++++ PROVIDED RECORDS

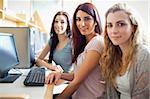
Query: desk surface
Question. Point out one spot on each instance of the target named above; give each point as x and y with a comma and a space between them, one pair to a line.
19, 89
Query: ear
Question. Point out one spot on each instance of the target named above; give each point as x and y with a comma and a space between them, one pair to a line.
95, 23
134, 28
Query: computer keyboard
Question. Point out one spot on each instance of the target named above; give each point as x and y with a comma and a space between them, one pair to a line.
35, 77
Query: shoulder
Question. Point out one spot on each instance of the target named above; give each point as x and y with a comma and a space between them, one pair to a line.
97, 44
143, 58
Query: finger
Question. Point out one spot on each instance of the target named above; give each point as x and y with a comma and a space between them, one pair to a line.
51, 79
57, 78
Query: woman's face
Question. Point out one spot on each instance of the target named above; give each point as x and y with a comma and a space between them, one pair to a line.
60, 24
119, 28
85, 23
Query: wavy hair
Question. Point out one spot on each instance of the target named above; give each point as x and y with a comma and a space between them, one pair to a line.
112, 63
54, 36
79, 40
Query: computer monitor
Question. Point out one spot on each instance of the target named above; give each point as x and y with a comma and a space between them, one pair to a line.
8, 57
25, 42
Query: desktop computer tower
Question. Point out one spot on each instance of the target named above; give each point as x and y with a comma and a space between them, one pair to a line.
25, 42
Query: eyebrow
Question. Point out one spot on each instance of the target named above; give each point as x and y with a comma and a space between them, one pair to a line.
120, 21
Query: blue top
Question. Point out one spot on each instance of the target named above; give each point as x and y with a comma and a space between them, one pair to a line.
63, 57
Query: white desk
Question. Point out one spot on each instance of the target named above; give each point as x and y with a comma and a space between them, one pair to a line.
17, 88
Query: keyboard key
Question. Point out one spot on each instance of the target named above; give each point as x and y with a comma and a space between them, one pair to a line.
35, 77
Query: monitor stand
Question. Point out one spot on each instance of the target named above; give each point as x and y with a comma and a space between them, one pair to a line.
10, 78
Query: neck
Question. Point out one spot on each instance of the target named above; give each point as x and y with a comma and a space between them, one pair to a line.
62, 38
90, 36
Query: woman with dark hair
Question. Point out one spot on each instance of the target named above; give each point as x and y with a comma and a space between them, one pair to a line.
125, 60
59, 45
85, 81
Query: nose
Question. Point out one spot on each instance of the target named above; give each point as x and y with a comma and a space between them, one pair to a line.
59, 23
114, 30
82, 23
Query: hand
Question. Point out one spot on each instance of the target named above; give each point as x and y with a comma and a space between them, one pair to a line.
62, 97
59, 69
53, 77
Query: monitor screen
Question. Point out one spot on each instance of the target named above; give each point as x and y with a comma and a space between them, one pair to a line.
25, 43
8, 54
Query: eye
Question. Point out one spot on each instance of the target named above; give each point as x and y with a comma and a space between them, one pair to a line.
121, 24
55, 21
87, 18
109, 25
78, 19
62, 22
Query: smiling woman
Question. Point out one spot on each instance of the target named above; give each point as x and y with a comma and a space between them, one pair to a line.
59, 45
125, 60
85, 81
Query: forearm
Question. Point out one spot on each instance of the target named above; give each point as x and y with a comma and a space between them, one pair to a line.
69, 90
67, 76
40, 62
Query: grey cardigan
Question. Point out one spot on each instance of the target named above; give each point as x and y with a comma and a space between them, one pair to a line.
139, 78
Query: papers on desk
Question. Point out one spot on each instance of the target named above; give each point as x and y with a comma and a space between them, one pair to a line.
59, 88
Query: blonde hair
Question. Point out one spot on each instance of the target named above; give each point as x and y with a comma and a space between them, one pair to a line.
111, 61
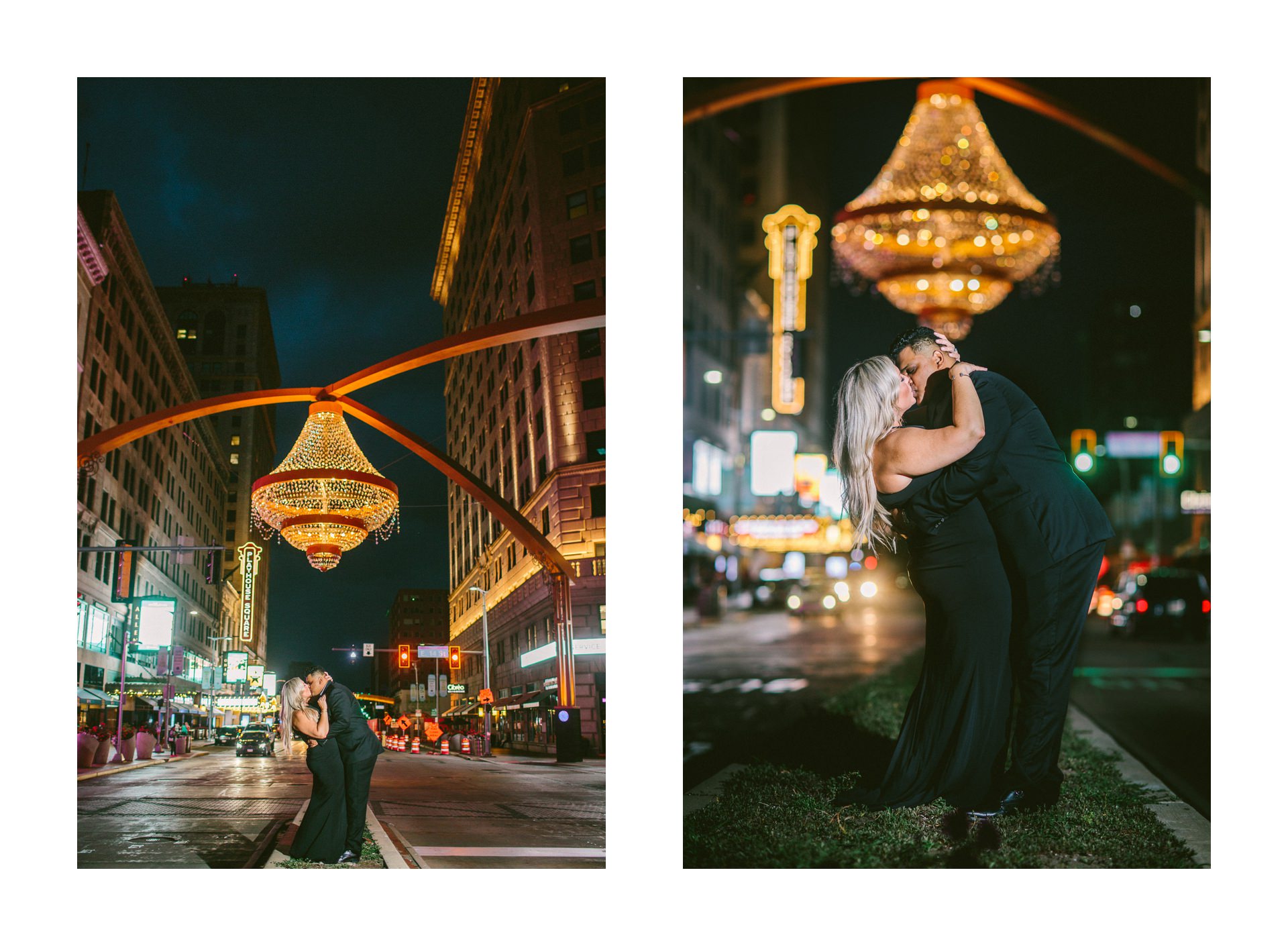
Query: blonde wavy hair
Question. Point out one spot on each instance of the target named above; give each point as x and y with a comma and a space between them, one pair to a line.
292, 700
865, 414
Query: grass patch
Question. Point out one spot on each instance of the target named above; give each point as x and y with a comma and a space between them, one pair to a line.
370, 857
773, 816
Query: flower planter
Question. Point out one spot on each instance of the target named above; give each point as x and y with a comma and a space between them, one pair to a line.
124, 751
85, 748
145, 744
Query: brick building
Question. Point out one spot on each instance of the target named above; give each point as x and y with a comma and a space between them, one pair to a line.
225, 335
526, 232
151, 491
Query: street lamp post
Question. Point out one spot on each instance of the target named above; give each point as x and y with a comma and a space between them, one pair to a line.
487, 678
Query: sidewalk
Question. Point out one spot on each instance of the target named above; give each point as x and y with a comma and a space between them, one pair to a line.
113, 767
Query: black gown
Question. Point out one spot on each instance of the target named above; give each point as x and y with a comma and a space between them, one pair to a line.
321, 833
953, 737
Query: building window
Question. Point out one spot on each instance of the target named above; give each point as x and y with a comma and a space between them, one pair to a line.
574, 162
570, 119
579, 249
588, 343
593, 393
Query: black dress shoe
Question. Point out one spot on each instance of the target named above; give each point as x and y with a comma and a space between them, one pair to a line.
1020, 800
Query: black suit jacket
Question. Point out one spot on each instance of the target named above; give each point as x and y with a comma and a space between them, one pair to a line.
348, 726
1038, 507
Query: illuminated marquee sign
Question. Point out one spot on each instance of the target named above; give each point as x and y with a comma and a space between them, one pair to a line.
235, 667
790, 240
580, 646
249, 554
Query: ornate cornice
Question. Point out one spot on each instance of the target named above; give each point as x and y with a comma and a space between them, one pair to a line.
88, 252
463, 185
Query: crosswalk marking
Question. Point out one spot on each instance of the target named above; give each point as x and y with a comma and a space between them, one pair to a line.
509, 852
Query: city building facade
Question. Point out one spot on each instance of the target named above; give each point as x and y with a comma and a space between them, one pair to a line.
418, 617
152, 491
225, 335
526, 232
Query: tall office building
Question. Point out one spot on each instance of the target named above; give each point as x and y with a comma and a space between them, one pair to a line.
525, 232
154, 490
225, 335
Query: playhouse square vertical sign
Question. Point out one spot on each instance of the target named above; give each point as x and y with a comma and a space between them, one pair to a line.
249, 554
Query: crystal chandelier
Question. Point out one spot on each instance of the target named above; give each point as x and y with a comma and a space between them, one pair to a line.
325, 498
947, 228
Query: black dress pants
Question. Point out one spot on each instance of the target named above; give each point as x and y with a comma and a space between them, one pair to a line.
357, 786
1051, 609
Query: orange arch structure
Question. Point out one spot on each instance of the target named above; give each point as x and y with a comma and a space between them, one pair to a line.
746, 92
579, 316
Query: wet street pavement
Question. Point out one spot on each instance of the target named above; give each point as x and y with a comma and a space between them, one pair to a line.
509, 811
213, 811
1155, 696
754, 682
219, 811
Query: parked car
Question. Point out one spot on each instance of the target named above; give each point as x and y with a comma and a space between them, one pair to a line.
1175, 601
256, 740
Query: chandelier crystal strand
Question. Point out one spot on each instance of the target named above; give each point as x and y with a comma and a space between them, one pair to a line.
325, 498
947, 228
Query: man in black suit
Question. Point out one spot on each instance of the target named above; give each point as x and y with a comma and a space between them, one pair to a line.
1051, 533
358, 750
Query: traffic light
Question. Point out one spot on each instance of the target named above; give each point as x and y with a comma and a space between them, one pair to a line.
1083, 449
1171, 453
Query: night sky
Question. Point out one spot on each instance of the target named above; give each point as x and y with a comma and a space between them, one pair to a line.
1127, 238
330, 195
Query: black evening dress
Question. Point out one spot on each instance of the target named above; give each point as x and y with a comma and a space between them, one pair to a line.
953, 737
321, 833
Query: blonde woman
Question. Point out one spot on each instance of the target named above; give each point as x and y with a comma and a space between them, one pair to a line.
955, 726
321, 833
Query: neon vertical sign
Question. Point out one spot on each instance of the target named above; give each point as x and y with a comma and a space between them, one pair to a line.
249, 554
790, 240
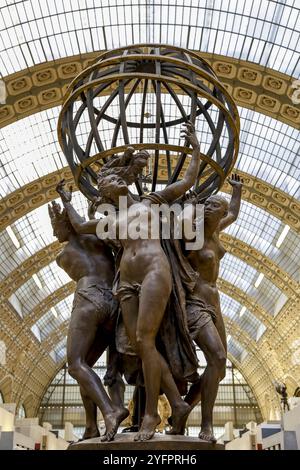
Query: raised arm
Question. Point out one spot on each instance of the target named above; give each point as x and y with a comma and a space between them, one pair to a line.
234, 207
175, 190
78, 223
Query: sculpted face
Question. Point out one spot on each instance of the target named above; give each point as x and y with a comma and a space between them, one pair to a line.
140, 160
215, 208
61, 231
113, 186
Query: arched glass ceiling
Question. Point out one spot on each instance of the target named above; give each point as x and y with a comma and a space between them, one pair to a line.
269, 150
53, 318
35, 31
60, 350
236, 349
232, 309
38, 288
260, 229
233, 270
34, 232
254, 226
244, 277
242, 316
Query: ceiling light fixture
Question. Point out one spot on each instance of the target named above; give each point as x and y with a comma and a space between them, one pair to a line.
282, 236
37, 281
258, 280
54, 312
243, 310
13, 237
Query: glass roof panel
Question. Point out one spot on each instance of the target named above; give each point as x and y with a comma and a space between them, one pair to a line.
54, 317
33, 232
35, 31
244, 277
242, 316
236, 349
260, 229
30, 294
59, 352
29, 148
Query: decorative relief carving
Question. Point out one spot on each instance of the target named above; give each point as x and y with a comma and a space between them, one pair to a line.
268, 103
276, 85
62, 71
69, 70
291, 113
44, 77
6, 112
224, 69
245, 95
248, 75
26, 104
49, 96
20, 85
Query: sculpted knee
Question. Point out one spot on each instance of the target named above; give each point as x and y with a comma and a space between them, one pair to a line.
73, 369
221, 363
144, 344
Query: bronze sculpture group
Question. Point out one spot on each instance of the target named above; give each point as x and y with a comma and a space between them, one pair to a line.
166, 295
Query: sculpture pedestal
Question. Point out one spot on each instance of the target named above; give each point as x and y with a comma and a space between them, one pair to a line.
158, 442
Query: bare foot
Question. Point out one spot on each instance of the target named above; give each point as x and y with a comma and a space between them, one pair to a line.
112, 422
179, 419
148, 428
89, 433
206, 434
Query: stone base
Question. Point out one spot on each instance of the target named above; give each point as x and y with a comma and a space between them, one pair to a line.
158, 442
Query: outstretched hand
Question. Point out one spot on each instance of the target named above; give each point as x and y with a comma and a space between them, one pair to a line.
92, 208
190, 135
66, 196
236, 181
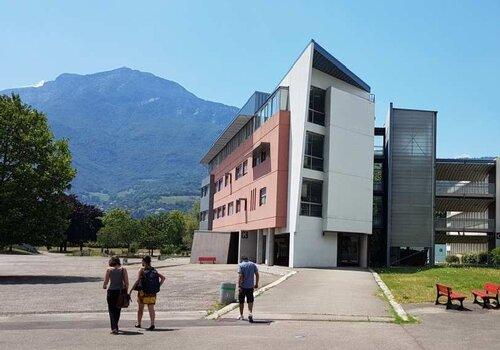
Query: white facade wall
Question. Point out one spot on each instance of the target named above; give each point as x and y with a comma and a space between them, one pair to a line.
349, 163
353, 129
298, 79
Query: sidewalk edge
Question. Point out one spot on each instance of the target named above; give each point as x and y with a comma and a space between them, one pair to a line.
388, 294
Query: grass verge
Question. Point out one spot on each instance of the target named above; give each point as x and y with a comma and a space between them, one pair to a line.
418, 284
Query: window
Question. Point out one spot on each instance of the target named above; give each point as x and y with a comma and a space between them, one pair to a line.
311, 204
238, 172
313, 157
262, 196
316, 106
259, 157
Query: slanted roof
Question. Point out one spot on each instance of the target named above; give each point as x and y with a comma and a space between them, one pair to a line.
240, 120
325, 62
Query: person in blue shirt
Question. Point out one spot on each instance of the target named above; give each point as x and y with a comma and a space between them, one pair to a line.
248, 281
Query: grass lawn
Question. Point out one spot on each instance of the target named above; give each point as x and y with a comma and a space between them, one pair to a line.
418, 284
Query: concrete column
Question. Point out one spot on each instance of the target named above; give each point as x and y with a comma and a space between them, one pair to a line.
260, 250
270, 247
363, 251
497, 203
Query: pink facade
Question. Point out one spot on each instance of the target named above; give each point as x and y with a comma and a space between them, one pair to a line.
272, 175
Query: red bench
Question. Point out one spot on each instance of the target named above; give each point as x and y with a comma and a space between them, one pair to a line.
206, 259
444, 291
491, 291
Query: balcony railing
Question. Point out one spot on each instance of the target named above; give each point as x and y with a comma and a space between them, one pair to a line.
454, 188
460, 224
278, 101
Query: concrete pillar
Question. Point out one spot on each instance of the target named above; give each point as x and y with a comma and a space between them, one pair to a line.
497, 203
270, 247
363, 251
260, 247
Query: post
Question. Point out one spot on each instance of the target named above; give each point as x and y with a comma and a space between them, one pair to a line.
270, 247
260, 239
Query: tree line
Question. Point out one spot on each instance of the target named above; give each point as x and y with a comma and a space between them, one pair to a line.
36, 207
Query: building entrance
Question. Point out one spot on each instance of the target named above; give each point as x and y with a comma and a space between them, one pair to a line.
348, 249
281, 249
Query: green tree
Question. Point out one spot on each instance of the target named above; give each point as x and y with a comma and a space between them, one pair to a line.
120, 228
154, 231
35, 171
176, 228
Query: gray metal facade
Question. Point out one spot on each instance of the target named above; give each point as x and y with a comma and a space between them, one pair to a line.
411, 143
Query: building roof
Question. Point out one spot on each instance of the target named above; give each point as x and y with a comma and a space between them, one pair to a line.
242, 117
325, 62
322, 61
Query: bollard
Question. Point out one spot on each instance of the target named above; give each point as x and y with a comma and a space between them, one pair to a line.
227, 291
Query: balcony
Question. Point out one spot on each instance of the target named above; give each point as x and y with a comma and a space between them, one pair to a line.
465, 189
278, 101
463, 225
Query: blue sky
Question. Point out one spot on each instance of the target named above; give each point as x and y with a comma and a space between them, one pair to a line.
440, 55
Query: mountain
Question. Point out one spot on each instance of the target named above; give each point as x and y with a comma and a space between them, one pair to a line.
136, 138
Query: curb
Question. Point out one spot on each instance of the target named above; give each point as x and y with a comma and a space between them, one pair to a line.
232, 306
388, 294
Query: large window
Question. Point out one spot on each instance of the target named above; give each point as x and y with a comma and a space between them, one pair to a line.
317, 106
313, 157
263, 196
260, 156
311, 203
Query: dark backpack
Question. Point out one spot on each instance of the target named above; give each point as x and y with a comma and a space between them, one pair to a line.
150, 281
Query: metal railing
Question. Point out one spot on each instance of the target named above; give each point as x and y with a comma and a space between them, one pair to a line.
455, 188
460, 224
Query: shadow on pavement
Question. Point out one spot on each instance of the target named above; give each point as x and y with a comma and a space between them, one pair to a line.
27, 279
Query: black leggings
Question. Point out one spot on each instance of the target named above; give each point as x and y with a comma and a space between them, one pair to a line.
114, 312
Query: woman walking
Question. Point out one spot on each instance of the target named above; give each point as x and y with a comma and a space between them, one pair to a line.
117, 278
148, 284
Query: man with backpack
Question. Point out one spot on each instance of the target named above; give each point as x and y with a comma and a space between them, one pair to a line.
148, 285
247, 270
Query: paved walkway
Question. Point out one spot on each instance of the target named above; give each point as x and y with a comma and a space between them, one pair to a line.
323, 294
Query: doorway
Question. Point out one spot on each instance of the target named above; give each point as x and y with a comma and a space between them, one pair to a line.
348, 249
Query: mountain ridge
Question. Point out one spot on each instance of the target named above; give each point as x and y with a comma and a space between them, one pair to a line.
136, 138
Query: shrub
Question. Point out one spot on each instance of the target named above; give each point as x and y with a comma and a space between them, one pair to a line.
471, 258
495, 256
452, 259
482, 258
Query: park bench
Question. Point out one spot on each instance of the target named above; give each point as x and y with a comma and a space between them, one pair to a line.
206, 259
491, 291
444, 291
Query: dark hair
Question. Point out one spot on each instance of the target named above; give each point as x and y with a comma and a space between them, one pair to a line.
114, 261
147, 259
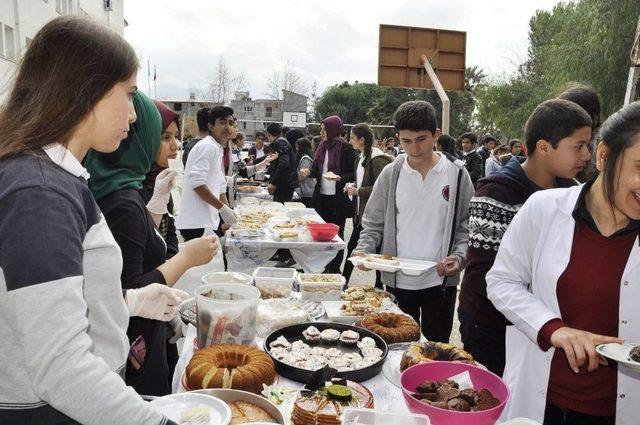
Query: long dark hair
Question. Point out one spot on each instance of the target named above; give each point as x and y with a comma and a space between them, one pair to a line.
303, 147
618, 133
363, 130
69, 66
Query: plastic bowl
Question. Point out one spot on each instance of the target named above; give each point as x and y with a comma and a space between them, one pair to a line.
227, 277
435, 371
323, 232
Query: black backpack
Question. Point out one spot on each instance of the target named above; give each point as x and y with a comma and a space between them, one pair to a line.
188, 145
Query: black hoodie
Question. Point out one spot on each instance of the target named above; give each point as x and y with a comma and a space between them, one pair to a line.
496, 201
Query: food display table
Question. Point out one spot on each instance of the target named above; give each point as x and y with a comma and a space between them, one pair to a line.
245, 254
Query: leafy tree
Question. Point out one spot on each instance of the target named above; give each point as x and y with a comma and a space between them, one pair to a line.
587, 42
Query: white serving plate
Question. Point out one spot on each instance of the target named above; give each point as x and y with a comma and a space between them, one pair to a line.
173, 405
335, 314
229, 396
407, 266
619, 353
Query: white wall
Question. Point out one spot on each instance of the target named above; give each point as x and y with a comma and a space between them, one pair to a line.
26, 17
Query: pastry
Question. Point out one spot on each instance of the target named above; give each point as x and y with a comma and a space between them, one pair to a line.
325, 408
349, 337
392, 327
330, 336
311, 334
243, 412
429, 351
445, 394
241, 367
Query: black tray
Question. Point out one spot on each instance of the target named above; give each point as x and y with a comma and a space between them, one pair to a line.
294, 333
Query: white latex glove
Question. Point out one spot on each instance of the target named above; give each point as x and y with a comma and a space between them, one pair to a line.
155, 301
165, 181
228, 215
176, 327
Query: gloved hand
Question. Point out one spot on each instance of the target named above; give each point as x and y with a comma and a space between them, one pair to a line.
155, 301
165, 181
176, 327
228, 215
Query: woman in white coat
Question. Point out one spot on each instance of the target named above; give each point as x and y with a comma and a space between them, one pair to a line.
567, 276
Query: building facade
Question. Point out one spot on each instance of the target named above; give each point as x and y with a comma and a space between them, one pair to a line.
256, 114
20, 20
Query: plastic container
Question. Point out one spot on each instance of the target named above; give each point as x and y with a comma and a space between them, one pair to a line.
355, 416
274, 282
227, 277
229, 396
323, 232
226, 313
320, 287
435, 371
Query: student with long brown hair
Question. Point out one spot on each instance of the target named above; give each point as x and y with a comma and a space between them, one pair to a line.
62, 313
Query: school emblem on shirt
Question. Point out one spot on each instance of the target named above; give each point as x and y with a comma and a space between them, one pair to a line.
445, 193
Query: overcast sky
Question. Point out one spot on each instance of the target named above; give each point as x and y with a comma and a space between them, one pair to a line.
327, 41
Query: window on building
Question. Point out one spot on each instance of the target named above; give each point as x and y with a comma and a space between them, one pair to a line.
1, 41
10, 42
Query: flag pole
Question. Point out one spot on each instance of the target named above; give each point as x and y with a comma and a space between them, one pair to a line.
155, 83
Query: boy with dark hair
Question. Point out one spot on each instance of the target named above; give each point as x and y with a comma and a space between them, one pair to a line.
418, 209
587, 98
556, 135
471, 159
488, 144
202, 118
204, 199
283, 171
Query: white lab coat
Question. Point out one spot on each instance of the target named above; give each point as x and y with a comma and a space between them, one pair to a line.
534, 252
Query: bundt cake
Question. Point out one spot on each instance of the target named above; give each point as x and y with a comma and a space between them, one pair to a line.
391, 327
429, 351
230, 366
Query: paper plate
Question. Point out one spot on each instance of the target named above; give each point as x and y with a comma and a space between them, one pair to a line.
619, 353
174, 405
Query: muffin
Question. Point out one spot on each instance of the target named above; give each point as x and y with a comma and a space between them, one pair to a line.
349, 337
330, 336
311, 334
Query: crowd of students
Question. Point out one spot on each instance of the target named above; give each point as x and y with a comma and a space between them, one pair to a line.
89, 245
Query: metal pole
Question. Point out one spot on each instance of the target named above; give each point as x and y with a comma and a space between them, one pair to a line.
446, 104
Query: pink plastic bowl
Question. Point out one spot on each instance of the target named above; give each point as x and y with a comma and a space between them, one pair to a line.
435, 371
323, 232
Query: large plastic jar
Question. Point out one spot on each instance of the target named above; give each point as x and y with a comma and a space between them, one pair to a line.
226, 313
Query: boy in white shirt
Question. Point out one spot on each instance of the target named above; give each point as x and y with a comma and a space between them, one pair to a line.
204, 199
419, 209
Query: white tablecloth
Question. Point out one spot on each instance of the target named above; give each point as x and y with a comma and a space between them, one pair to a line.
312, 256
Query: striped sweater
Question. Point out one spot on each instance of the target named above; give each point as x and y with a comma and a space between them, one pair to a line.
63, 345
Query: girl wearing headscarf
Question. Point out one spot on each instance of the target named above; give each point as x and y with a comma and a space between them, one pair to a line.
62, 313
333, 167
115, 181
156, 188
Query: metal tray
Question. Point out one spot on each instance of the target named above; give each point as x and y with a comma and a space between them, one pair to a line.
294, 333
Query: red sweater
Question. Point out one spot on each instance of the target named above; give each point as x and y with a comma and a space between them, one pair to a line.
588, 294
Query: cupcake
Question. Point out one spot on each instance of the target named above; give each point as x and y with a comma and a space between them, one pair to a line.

++++++++

▶ _PROBLEM DETAILS_:
Give back exactly the lines from the one containing "Query: crowd of students" to the end of the material, both ends included.

▶ _SOLUTION FOR THIS PROBLEM_:
Query: crowd of students
Question. Point out one spot on each instance of the target named above; give each point as x and y with a comma and a space between them, one pair to a line.
89, 245
Query: metal pole
Question. Point out one spot on each instance of the target named above; give each point as x and y with a comma and a space between them, one pair to a line.
446, 104
Query: pink plastic bowl
Question. Point out one spot on each instance of the target named above; give each point as x and y with a comma and a space between them, one pair to a line.
435, 371
323, 232
Query: large plastic jar
Question. Point out one spot on each instance of the target named above; give each point as x and y with a comma and a space between them, one pair to a line.
226, 313
Query: boy in white shirt
Question. Point out one spot on each instance of the target named above; give each point as x and y with a comma and a space between them, one pair to a line.
204, 199
419, 209
Query: white tablecloth
Question. Point out one spot on each instance of the target named above; give each point as x and y with a comma and a space between them, one pair to a line.
312, 256
Query: striped sweater
Question. Point out one spot on each instance of the target named above; give each point as x and y with a comma and a space between them, one pair to a line.
63, 345
Query: girl wearing headscarf
Question. Point out one spot on each instance of the target named above; give each point as x and y with a comma and a space between them, one pair to a line.
62, 313
333, 167
115, 181
156, 188
Query: metal tray
Question. Point out one spot on each instance of the target named above; give each point as x and y with a comma and a space between them, one pair to a line.
294, 333
Query: red sweater
Question. Point out one spot on each instance of the target named above; give each point as x and y with a comma and a space between them, one pair to a line.
588, 294
Query: cupcake
Question. Point out one spot on each instance of the target named above; give each point as x and y with a comma and a space between them, one pair to a line.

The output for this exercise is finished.